> [Given exercise]:
Translate this sentence from the page extract about Rosa Brooks into Spanish: "Rosa Brooks is a Senior Fellow at the New America Foundation, a columnist for Foreign Policy, and a law professor at Georgetown University."

> [Page extract]:
=-=-=-=-=

3 Ways to Get Rid of President Trump Before 2020

BY ROSA BROOKS | JANUARY 30, 2017, 9:26 AM

…The fourth possibility is one that until recently I would have said was unthinkable in the United States of America: a military coup, or at least a refusal by military leaders to obey certain orders.

But Trump isn’t subtle or sophisticated: He sets policy through rants and late-night tweets, not through quiet hints to aides and lawyers. He’s thin-skinned, erratic, and unconstrained — and his unexpected, self-indulgent pronouncements are reportedly sending shivers through even his closest aides.

What would top U.S. military leaders do if given an order that struck them as not merely ill-advised, but dangerously unhinged? An order that wasn’t along the lines of “Prepare a plan to invade Iraq if Congress authorizes it based on questionable intelligence,” but “Prepare to invade Mexico tomorrow!” or “Start rounding up Muslim Americans and sending them to Guantánamo!” or “I’m going to teach China a lesson — with nukes!”

It’s impossible to say, of course. The prospect of American military leaders responding to a presidential order with open defiance is frightening — but so, too, is the prospect of military obedience to an insane order. After all, military officers swear to protect and defend the Constitution of the United States, not the president. For the first time in my life, I can imagine plausible scenarios in which senior military officials might simply tell the president: “No, sir. We’re not doing that,” to thunderous applause from the New York Times editorial board.

We all know perfectly well that “insane” is a standard leftist slur, now embraced by the left’s TruCon lapdogs. We all understand that the whole point was to treat the pesky Electoral College results as illegitimate, to use the full power of the Deep State, including the top state-side military headquarters to incapacitate and remove the Deplorables’ president, treating the man as the symbol of all these weasels hate about us.

Rosa Brooks’ biography is especially relevant and telling now. She wrote those words in January of 2017 to encourage the people left in place in the Pentagon, where she had been the top lawyer for the bureaucrat in charge of policy:

Rosa Brooks is a Senior Fellow at the New America Foundation, a columnist for Foreign Policy, and a law professor at Georgetown University. She previously worked at the Pentagon as Counselor to the Under Secretary of Defense for Policy; in 2011, she was awarded the Secretary of Defense Medal for Outstanding Public Service. Brooks has also served as a senior advisor at the US Department of State, a consultant for Human Rights Watch, and a weekly opinion columnist for the Los Angeles Times.

=-=-=-=-=

(Outline labeling entries)
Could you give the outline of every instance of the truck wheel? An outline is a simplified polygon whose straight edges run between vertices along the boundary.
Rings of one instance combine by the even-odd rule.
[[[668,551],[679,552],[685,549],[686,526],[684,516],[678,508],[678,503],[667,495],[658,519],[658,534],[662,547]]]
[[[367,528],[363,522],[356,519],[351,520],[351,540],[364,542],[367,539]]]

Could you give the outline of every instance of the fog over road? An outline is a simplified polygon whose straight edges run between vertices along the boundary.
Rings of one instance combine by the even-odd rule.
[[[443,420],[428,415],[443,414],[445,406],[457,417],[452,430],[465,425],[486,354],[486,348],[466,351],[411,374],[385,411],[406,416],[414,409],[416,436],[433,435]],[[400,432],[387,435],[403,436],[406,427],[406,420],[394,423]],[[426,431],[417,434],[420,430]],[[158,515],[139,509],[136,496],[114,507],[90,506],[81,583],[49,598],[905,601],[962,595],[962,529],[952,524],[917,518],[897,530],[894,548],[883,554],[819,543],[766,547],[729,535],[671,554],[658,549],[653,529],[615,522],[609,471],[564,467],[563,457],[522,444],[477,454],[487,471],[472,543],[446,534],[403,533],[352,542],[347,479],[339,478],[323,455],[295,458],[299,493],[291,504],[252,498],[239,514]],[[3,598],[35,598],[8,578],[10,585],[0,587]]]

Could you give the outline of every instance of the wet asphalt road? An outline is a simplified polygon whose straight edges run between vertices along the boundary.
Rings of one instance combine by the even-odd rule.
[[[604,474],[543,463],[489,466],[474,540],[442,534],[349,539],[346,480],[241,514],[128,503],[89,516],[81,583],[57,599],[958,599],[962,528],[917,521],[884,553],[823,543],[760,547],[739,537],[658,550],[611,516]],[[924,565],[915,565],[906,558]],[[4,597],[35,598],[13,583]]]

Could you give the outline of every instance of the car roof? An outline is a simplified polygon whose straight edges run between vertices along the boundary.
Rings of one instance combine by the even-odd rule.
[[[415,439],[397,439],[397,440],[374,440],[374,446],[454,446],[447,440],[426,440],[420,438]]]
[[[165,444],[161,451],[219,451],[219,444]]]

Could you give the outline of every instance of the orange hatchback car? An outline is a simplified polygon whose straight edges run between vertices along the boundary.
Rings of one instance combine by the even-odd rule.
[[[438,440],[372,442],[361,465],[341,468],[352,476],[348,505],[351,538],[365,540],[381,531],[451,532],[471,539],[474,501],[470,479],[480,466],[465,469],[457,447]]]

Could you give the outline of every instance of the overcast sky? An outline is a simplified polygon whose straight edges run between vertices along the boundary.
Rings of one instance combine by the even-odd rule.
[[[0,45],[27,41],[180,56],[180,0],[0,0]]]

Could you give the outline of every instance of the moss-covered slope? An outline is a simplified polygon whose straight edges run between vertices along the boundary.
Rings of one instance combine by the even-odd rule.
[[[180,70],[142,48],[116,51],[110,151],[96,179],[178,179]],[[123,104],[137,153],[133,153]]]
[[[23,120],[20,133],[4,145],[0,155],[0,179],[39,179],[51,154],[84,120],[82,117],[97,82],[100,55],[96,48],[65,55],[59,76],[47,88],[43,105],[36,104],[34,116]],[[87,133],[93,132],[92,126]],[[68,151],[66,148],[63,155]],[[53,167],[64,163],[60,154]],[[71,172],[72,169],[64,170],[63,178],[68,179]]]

=-=-=-=-=

> [Complete output]:
Rosa Brooks es investigadora sénior de la New America Foundation, columnista de Foreign Policy y profesora de derecho en la Universidad de Georgetown.